*THE REQUEST:* Filter the material below and copy out every line that contains the string "kitchen". Case counts.
----- SUPPLIED DATA
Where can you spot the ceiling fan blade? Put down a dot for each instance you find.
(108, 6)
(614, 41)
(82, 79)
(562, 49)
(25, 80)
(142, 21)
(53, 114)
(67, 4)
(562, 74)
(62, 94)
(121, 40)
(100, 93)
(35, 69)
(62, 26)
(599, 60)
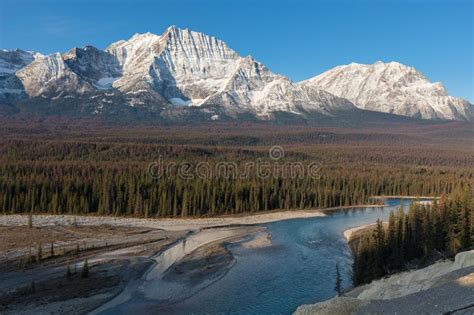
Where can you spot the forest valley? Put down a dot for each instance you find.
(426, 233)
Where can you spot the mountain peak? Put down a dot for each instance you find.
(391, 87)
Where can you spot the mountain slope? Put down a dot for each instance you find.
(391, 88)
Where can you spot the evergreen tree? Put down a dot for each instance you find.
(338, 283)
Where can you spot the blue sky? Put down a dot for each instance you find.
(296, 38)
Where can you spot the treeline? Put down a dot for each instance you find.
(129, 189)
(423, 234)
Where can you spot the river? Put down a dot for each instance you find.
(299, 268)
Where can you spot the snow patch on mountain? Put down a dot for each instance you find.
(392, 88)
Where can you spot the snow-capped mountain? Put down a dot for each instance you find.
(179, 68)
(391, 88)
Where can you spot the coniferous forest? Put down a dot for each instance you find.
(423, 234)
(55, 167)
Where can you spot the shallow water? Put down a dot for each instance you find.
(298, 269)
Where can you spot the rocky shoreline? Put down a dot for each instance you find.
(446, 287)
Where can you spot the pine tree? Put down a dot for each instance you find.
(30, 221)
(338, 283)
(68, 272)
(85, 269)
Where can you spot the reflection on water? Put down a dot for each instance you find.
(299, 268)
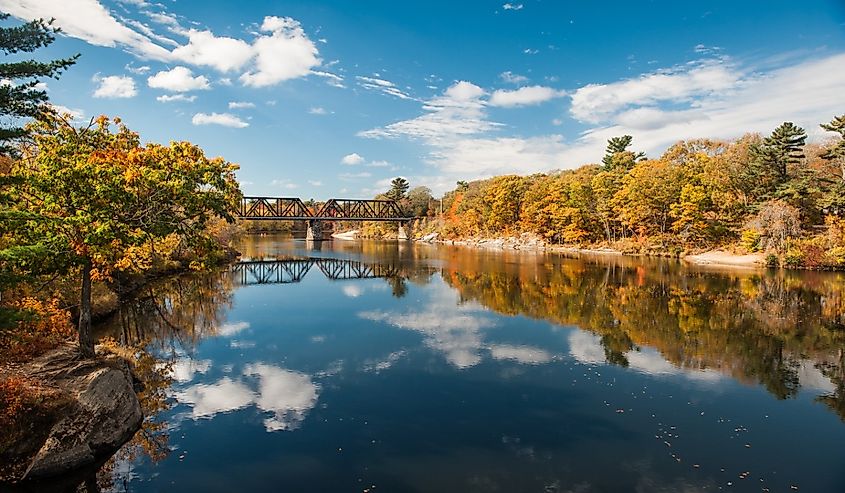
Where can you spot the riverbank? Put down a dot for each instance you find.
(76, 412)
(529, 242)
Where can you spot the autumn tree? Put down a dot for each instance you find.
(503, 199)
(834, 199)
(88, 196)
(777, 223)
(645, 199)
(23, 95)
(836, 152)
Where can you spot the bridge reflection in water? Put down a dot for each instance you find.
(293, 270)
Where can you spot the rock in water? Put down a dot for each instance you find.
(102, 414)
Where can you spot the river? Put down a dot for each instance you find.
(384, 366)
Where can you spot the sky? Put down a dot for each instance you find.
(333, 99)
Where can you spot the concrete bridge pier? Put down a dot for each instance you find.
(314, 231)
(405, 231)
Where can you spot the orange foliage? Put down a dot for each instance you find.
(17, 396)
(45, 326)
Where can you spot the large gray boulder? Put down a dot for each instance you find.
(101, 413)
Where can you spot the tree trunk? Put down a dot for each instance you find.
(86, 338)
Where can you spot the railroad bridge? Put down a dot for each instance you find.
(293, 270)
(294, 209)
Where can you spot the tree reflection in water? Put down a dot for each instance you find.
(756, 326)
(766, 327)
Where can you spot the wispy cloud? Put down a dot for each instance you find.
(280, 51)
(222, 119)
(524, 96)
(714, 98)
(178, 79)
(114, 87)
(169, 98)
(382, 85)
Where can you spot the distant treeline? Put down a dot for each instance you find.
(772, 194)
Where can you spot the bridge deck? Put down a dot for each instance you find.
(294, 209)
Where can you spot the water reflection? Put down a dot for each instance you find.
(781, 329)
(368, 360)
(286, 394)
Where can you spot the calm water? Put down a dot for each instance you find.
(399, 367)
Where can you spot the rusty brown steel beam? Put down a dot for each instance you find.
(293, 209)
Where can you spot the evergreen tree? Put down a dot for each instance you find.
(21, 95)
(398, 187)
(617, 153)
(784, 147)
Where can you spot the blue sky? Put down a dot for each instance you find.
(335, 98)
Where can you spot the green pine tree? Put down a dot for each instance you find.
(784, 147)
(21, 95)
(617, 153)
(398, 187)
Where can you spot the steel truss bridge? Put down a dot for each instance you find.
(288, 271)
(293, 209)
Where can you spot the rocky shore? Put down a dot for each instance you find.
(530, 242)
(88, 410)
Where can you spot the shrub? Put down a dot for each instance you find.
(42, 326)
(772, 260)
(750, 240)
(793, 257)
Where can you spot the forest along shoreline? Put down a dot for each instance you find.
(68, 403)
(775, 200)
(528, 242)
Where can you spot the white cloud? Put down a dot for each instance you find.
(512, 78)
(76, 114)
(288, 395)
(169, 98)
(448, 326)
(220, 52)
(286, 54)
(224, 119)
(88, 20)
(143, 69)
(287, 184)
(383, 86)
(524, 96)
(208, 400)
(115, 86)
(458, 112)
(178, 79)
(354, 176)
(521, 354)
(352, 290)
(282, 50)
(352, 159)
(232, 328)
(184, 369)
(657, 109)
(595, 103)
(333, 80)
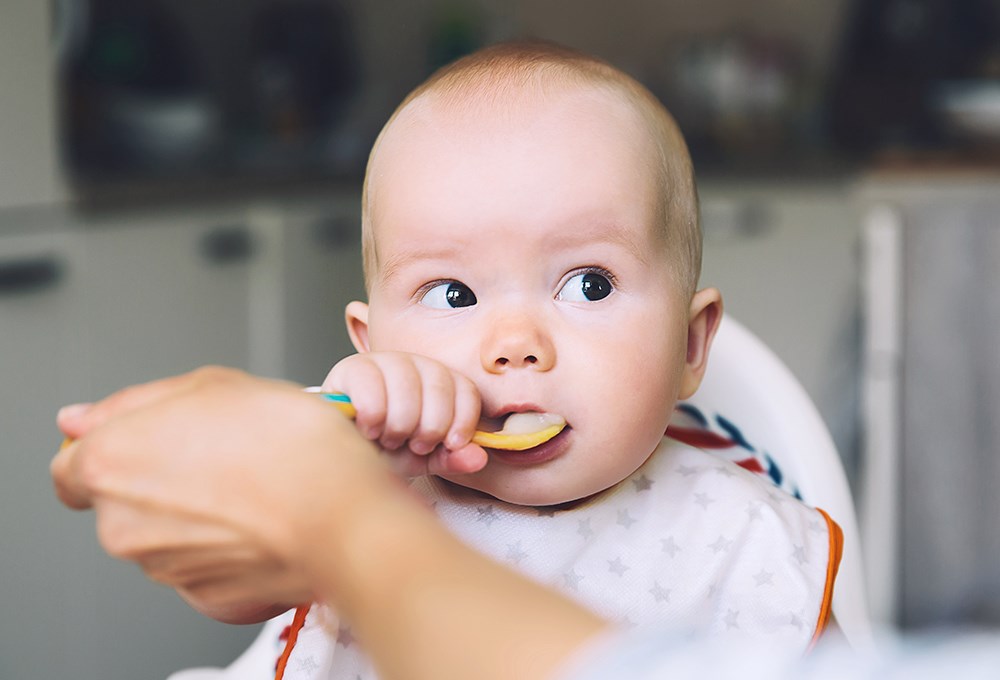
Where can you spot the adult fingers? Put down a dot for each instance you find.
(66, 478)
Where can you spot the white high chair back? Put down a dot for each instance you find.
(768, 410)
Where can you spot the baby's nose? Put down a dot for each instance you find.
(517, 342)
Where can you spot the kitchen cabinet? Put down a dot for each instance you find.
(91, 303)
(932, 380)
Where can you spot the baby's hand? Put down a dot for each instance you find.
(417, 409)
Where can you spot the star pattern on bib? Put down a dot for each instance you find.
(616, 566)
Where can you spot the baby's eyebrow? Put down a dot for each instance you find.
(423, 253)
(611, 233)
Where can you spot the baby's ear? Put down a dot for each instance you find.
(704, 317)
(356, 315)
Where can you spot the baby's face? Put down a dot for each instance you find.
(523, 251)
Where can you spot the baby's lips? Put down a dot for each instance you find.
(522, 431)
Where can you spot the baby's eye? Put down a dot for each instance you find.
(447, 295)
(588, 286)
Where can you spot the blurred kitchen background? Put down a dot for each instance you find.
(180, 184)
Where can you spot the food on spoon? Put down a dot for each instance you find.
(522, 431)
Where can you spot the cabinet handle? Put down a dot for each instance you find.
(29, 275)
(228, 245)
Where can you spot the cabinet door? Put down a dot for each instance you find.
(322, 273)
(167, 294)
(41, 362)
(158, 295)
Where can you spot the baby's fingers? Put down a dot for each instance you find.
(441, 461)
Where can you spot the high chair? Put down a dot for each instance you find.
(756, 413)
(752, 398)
----------
----- SUPPLIED DATA
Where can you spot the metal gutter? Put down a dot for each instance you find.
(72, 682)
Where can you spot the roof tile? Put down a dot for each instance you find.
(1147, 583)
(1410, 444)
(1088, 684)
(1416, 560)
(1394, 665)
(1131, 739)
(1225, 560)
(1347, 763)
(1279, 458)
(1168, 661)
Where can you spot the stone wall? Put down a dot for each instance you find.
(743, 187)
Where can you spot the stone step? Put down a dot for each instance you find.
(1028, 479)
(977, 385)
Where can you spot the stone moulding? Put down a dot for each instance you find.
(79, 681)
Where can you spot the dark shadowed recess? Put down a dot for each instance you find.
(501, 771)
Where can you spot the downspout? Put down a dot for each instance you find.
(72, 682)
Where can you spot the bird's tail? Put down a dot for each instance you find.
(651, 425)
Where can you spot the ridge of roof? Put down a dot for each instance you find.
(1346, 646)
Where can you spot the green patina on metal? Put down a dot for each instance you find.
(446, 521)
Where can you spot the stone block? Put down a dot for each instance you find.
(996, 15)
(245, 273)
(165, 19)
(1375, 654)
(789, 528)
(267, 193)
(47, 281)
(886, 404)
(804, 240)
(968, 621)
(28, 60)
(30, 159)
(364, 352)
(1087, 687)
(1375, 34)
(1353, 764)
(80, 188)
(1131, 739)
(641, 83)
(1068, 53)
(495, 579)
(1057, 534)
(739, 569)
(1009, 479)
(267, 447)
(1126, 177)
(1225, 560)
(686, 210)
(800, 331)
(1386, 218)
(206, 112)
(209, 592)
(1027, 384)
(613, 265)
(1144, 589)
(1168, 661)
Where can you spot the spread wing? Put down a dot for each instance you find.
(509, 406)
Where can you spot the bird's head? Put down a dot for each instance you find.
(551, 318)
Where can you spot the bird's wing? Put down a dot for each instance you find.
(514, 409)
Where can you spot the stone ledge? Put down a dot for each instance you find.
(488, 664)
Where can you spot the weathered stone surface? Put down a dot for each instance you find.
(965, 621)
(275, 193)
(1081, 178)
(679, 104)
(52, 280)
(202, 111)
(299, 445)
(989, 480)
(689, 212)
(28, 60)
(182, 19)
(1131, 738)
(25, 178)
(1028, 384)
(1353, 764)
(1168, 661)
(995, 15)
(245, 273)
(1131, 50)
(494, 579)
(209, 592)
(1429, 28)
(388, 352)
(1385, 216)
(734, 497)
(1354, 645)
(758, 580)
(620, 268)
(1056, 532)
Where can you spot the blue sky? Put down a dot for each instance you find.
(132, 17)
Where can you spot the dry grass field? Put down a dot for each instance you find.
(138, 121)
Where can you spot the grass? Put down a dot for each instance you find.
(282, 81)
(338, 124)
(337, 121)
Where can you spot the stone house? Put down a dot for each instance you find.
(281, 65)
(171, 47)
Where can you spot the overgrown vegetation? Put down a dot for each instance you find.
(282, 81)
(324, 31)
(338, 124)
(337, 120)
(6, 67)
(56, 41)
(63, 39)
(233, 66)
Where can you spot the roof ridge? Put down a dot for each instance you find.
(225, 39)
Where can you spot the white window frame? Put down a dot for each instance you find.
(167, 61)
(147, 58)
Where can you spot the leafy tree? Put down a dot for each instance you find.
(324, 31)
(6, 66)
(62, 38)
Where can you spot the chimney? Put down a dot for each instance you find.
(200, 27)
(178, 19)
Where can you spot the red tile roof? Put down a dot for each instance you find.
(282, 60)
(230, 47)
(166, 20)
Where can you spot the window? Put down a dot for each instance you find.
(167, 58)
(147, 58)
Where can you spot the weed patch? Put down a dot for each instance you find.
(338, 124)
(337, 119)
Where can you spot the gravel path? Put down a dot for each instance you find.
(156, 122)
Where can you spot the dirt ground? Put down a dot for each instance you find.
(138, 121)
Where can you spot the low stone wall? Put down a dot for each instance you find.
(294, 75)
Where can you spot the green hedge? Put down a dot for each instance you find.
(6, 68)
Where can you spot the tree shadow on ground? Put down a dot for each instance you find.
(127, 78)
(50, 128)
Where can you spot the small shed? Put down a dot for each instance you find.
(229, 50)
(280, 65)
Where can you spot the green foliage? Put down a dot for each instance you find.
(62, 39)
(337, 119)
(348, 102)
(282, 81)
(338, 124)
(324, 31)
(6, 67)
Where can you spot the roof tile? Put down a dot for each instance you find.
----------
----- SUPPLIED DATA
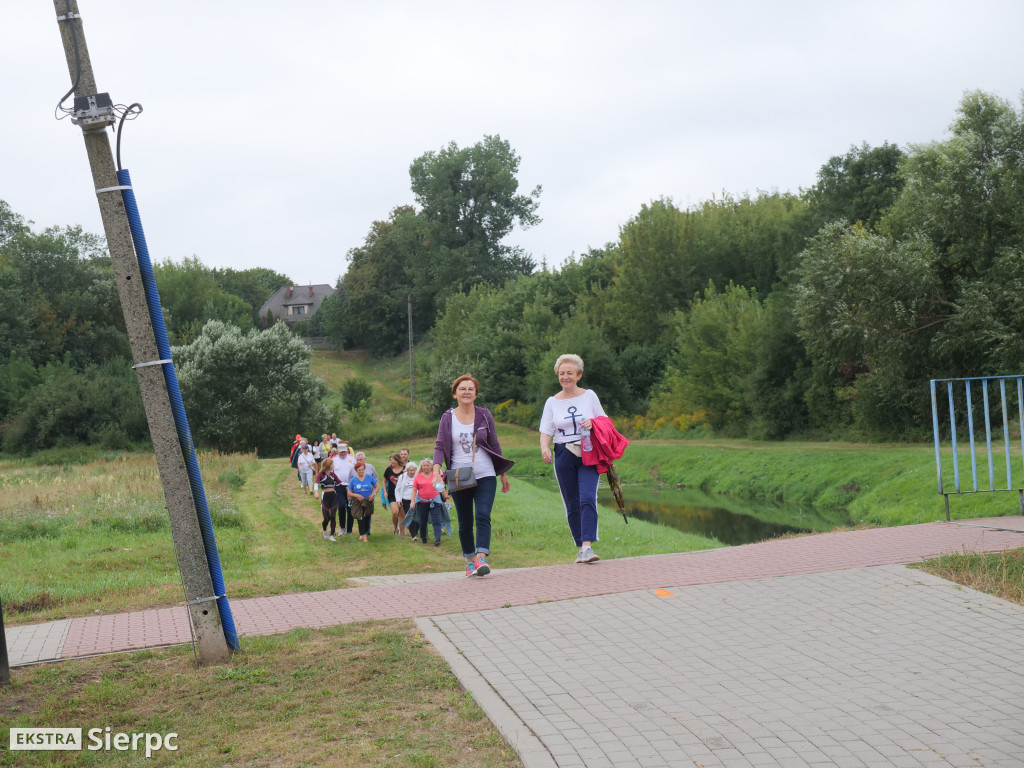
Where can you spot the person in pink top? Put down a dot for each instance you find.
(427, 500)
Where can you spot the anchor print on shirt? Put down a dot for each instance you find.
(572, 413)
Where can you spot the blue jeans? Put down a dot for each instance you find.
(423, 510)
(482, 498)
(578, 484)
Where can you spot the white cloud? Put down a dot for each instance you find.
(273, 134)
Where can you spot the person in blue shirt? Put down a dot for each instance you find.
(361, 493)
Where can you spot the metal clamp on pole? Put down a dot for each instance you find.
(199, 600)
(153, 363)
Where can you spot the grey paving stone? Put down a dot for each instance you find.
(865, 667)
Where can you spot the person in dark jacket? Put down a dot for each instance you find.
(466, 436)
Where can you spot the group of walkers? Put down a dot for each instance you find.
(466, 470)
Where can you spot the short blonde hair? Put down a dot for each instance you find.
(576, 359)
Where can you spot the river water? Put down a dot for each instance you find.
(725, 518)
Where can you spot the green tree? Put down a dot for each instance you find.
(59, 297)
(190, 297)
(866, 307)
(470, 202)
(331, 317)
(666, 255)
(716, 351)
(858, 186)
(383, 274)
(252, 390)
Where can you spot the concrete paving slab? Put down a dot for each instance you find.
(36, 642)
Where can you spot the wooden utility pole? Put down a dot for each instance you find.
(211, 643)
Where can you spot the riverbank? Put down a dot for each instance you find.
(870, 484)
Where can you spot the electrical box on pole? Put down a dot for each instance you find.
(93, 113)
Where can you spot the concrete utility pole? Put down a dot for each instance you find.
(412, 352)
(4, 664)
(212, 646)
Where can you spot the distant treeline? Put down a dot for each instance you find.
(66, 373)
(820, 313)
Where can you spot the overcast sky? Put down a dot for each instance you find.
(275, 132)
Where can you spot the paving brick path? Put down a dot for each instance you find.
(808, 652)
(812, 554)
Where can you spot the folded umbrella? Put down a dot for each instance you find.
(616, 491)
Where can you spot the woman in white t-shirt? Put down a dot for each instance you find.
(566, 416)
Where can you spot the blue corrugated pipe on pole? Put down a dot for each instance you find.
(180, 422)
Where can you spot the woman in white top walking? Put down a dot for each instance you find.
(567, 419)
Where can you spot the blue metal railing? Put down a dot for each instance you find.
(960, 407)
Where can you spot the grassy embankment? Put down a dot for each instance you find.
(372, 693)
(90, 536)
----------
*TASK ANSWER:*
Where can you spot the kitchen cabinet? Put down a dot for each instance you find.
Where can you spot the blurred kitchen background? Put down a dot for each instance you find.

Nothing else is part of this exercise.